→ WHAT YOU NEED TO DO
Copy out all of the entries below word for word, but leave out the pictures.

* START THE DATA *

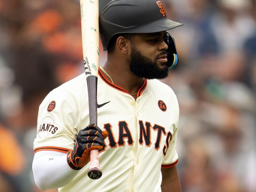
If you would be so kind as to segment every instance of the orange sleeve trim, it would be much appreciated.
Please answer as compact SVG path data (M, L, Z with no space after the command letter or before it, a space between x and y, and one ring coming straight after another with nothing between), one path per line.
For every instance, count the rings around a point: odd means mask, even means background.
M62 147L51 147L45 146L41 147L36 148L34 149L34 153L36 153L36 152L40 151L55 151L58 152L62 152L62 153L67 153L68 152L70 149L67 148L63 148Z
M162 168L170 168L170 167L173 167L173 166L175 166L176 164L177 164L179 162L179 159L177 159L175 162L174 163L172 163L168 164L166 165L165 164L162 164L162 166L161 166L161 167Z

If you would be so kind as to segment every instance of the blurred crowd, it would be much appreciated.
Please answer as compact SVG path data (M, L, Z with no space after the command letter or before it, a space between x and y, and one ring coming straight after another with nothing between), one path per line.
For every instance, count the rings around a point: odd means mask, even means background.
M162 1L184 24L170 31L179 63L163 80L180 104L182 191L255 192L256 0ZM0 192L41 191L38 107L84 72L78 0L0 0Z

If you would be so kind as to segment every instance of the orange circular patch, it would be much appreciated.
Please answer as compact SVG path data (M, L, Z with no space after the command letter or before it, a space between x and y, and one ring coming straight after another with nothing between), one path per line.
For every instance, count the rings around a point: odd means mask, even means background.
M52 111L55 108L55 106L56 106L56 102L55 102L55 101L51 101L48 106L48 107L47 108L47 111L48 112Z
M165 111L167 108L166 105L164 102L162 100L159 100L158 101L158 106L161 110L163 111Z

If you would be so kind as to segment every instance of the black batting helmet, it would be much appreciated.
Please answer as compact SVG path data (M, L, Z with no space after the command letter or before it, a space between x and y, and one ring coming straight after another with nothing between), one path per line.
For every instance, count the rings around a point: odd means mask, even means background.
M160 1L112 0L101 11L99 25L103 50L106 51L111 38L116 35L155 33L170 29L182 24L167 18ZM166 36L165 42L167 40L169 42L169 44L167 43L168 45L167 51L169 53L168 58L171 58L171 60L168 60L168 67L173 68L178 63L175 43L167 32Z

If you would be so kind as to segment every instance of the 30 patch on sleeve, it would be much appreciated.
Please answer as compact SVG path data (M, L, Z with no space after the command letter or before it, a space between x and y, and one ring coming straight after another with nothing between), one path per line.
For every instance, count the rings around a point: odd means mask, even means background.
M56 102L55 102L55 101L51 101L47 108L47 111L48 112L51 112L55 108L55 106L56 106Z
M39 138L43 139L52 136L59 130L60 128L56 125L53 117L48 115L43 118L37 130L37 135Z

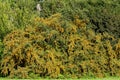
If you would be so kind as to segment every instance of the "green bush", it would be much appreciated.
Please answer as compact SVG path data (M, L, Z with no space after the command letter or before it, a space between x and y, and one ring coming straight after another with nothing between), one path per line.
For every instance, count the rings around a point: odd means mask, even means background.
M80 78L120 76L120 39L95 33L75 17L36 18L24 30L4 38L1 73L11 78ZM114 43L113 43L114 42ZM61 76L64 75L64 76Z
M65 19L72 20L74 16L89 20L88 27L96 33L108 32L120 37L120 1L116 0L46 0L41 2L43 10L41 17L49 17L61 13Z
M32 18L38 15L35 5L33 0L0 1L0 39L16 28L29 25Z

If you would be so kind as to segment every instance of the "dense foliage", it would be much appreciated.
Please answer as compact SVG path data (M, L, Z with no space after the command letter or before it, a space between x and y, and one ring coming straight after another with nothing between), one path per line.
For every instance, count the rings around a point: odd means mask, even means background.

* END THE DATA *

→ PROBLEM SOLUTION
If you would be so kind as to segment every instance of the orange sleeve trim, it would be much appreciated.
Please answer as compact SVG path data (M, L, Z with no space after the command letter or before it, a space between x and y, and one ring coming straight after another with nothing between), one path per line.
For every instance, count the rings around a point: odd means mask, even means background.
M62 147L51 147L45 146L41 147L36 148L34 149L34 153L36 153L36 152L40 151L55 151L58 152L62 152L62 153L67 153L68 152L70 149L67 148L63 148Z
M162 168L170 168L170 167L173 167L173 166L175 166L176 164L177 164L179 162L179 159L177 159L175 162L174 163L172 163L168 164L166 165L165 164L162 164L162 166L161 166L161 167Z

If you would be so kind as to segment every instance of the blurred crowd, it would be much appreciated.
Please answer as compact SVG path data (M, L, Z with no space after the command letter or before it, a space between x and y, and one ring coming straight after another with nothing between), one path per line.
For every instance, count the rings around a point: odd means mask, even means background.
M162 1L184 24L170 31L179 63L163 80L180 104L182 191L255 192L256 0ZM0 192L41 191L38 107L84 72L78 0L0 0Z

If you would be so kind as to segment every instance of the orange circular patch, it would be much appreciated.
Please answer as compact SVG path data (M, L, Z with no space after the command letter or before it, a space between x and y, and one ring coming straight after another with nothing between), one path per line.
For every instance, count the rings around a point: odd means mask, even means background.
M52 111L55 108L55 106L56 106L56 102L55 102L55 101L51 101L48 106L48 107L47 108L47 111L48 112Z
M165 111L167 108L166 105L164 102L162 100L159 100L158 101L158 106L161 110L163 111Z

If you would be so kind as to segment every instance of the black batting helmet, it would be much appreciated.
Please answer as compact SVG path data (M, L, Z with no space after the command letter or before it, a space between x and y, and one ring coming straight after another with nothing between), one path per line.
For every instance, count the rings around a point: odd means mask, even means background.
M160 1L112 0L101 11L99 25L103 50L106 51L111 38L116 35L155 33L170 29L182 24L167 18ZM166 36L165 42L167 40L169 42L169 44L167 43L168 45L167 51L169 53L168 58L171 58L171 60L168 60L168 67L173 68L178 63L175 43L167 32Z

If you would be so kind as to segment every instance of the 30 patch on sleeve, it would be much appreciated.
Please answer as compact SVG path data (M, L, Z with no space after the command letter or before it, a space between x and y, and one ring coming straight after another with nothing between), one path per line.
For every instance, count the rings around a point: odd means mask, even means background.
M56 102L55 102L55 101L51 101L47 108L47 111L48 112L51 112L55 108L55 106L56 106Z
M39 138L43 139L52 136L59 130L60 128L56 125L53 117L48 115L43 118L37 130L37 135Z

If you would be so kind as to segment every instance of the "green bush", it would be much appreciated.
Please answer as compact SVG path data (M, L, Z with no space after the command letter or before it, a space between x and y, and one ring coming straight after another with nothing between), one path per line.
For every instance, count the rings around a point: odd means mask, even means background.
M80 78L120 76L120 39L95 33L75 17L36 18L24 30L4 38L1 73L11 78ZM114 43L113 43L114 42ZM61 76L64 75L64 76Z
M65 19L72 20L74 16L89 20L88 27L96 33L108 32L120 37L120 1L116 0L46 0L41 2L43 10L41 17L49 17L61 13Z
M32 18L38 15L35 5L33 0L0 1L0 39L16 28L29 25Z

If you would be so kind as to segment every instance of the "dense foliage", it would be much appreciated.
Please answer as compact SVG path data (M, L, Z with no space after the command letter or before it, a space between x and y, and one ring coming straight after another with nothing between), one path per line.
For every instance, count the rings around a point: odd means mask, even means background.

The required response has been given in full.